Location identification entries:
#####

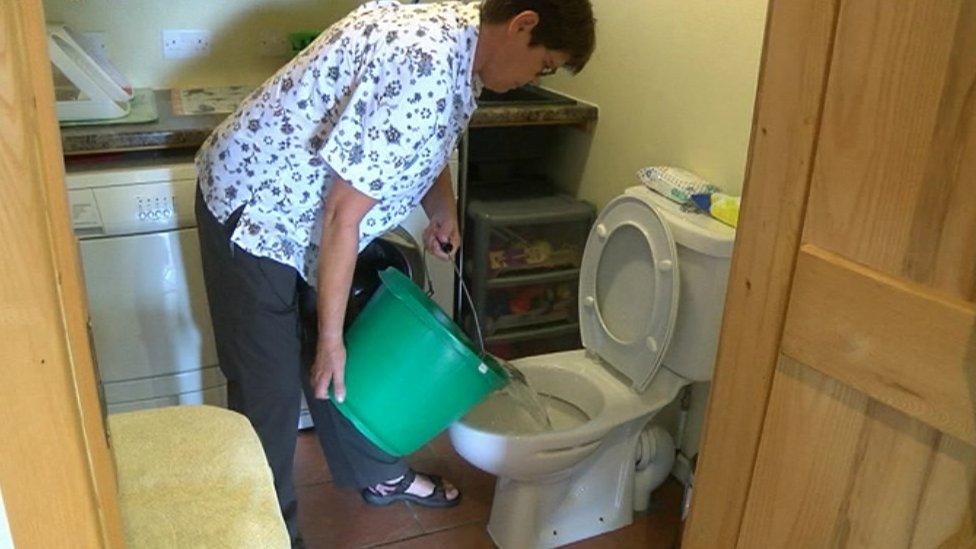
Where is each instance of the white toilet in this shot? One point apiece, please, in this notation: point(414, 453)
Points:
point(652, 289)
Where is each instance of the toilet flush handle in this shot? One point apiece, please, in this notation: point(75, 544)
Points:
point(601, 231)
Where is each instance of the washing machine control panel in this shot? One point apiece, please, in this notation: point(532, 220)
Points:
point(130, 209)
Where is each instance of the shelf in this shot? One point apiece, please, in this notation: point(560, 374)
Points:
point(510, 281)
point(534, 333)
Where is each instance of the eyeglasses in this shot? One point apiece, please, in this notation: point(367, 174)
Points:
point(549, 68)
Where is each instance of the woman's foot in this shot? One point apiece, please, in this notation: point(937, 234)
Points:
point(426, 490)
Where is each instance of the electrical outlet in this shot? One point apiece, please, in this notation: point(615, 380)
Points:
point(97, 42)
point(273, 43)
point(184, 44)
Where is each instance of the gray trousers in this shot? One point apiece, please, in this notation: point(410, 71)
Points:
point(265, 329)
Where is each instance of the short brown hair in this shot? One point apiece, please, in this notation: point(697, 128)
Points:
point(564, 25)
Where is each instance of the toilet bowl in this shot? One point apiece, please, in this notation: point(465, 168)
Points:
point(652, 287)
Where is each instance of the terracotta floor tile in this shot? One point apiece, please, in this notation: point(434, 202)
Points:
point(469, 536)
point(441, 445)
point(310, 465)
point(332, 518)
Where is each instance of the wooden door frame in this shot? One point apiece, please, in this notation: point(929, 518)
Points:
point(57, 473)
point(792, 86)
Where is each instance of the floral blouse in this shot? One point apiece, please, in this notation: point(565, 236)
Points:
point(379, 99)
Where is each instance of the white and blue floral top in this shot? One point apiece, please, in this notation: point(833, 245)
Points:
point(379, 99)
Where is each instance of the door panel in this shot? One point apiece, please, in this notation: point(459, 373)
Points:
point(837, 469)
point(893, 184)
point(901, 343)
point(869, 433)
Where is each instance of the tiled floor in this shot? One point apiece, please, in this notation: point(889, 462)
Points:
point(334, 518)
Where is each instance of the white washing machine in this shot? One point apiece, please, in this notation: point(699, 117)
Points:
point(141, 257)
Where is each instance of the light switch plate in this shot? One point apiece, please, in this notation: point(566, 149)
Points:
point(186, 43)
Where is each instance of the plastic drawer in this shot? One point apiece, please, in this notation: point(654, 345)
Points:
point(536, 342)
point(517, 303)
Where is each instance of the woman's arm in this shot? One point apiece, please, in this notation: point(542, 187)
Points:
point(344, 210)
point(441, 209)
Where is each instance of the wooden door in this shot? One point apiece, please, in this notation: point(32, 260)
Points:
point(56, 472)
point(843, 411)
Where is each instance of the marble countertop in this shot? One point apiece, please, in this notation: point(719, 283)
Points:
point(173, 131)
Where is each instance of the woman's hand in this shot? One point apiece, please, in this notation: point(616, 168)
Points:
point(329, 368)
point(442, 234)
point(441, 237)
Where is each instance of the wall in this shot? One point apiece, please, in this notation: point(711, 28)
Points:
point(675, 81)
point(239, 27)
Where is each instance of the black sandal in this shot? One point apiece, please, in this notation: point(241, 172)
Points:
point(437, 498)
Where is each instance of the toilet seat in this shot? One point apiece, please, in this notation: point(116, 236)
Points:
point(629, 289)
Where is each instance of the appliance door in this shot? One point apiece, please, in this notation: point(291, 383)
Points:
point(151, 324)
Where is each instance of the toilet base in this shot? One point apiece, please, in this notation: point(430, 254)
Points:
point(593, 498)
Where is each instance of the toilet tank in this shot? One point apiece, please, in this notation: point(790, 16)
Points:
point(704, 247)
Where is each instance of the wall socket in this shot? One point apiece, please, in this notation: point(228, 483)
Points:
point(97, 41)
point(184, 44)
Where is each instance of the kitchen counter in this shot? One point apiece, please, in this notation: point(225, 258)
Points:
point(172, 131)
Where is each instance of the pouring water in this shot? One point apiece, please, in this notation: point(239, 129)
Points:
point(497, 412)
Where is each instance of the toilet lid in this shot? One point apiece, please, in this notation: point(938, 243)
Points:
point(629, 289)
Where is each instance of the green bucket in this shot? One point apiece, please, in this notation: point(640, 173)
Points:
point(410, 371)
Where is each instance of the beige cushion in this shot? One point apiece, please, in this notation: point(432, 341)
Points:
point(194, 476)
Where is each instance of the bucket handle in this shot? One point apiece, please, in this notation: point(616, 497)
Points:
point(464, 290)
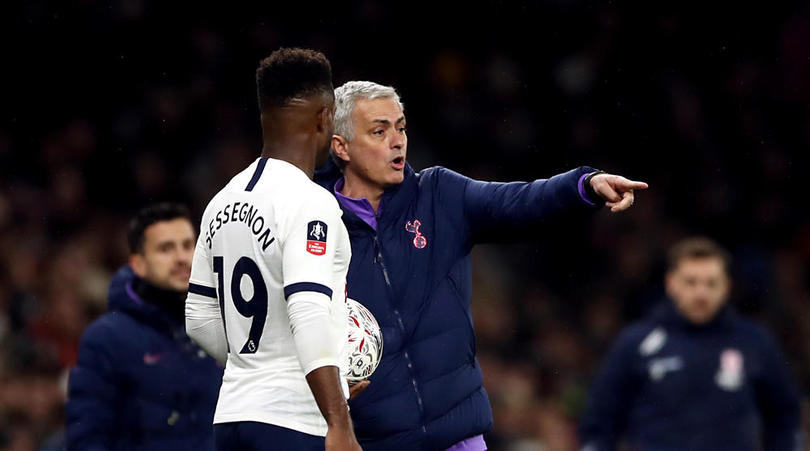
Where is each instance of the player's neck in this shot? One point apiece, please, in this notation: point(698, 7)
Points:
point(358, 189)
point(297, 152)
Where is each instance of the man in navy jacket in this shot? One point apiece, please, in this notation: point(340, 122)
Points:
point(411, 236)
point(694, 375)
point(140, 382)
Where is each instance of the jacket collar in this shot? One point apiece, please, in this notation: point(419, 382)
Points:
point(124, 297)
point(395, 199)
point(669, 314)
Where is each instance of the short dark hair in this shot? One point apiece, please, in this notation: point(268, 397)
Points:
point(164, 211)
point(292, 72)
point(695, 248)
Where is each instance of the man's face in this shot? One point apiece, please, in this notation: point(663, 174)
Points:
point(376, 155)
point(699, 287)
point(165, 260)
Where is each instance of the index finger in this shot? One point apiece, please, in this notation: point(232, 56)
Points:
point(630, 184)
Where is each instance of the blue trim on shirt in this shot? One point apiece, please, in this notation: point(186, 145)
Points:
point(202, 290)
point(289, 290)
point(257, 173)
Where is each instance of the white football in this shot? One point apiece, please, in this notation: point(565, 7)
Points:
point(364, 342)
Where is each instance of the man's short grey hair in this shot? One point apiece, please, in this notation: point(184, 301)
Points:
point(348, 94)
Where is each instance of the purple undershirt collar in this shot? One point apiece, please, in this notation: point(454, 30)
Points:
point(361, 207)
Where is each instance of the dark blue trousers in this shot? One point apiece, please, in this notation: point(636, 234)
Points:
point(254, 436)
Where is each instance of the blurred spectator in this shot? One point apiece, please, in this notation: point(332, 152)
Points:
point(140, 382)
point(694, 375)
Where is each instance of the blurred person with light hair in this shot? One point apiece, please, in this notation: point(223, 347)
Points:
point(694, 375)
point(411, 235)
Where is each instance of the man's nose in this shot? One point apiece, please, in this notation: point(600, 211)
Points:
point(397, 142)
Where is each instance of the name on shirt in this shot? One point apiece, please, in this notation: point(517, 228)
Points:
point(240, 212)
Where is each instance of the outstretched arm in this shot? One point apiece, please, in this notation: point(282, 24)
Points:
point(494, 209)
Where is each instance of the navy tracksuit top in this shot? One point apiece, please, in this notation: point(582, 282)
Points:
point(670, 385)
point(140, 383)
point(414, 275)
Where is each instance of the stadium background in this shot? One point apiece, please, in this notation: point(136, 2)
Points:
point(109, 105)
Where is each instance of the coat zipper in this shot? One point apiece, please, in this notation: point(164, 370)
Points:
point(378, 258)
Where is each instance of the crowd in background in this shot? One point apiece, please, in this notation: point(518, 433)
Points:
point(112, 105)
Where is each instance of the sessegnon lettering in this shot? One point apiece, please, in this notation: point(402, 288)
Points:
point(240, 212)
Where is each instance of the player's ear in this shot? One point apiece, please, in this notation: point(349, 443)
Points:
point(340, 147)
point(138, 265)
point(325, 119)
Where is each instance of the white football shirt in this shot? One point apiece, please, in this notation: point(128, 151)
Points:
point(269, 235)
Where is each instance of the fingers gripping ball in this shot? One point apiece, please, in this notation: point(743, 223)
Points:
point(364, 342)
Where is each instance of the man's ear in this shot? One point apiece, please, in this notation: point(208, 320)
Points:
point(138, 264)
point(341, 147)
point(325, 119)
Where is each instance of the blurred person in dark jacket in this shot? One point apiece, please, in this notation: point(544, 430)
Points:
point(694, 375)
point(411, 236)
point(140, 382)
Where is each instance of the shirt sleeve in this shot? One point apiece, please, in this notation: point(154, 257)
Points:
point(309, 242)
point(204, 322)
point(309, 239)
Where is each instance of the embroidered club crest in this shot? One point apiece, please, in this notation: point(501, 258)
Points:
point(419, 240)
point(729, 376)
point(316, 237)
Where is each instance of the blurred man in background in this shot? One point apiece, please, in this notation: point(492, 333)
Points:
point(694, 375)
point(140, 382)
point(411, 237)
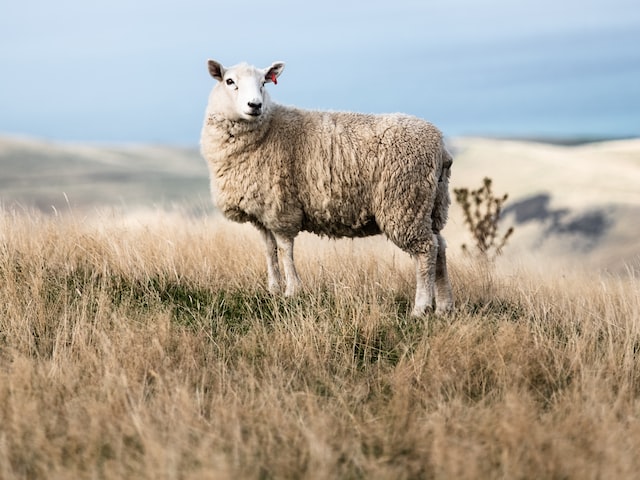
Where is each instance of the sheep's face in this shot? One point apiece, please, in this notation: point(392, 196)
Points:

#####

INSTRUCTIONS TO FOLLOW: Rewrite the listing starting with the line that contains "Where is each instance of the kitchen" and going on through the line that contains "point(464, 290)", swapping "green bucket" for "red bucket" and keeping everything else the same.

WRITTEN ANSWER:
Where is each instance of the kitchen counter in this shot? One point apiece, please, in this notation: point(225, 258)
Points:
point(172, 131)
Where is each instance of the pouring water in this shot? One point apiece, please, in this notation: point(239, 129)
Points:
point(497, 412)
Where is each instance of the toilet lid in this shot? One point apiece, please, in this notation: point(938, 243)
Points:
point(629, 289)
Where is each instance of the red bucket in this shot? One point apiece, please, in this notation: point(640, 173)
Points:
point(410, 371)
Where is each instance of the beige cushion in this shot? One point apiece, please, in this notation: point(432, 341)
Points:
point(194, 476)
Where is each instance of the bucket handle in this shot? One point apiece, please, in this notation: point(616, 497)
Points:
point(464, 290)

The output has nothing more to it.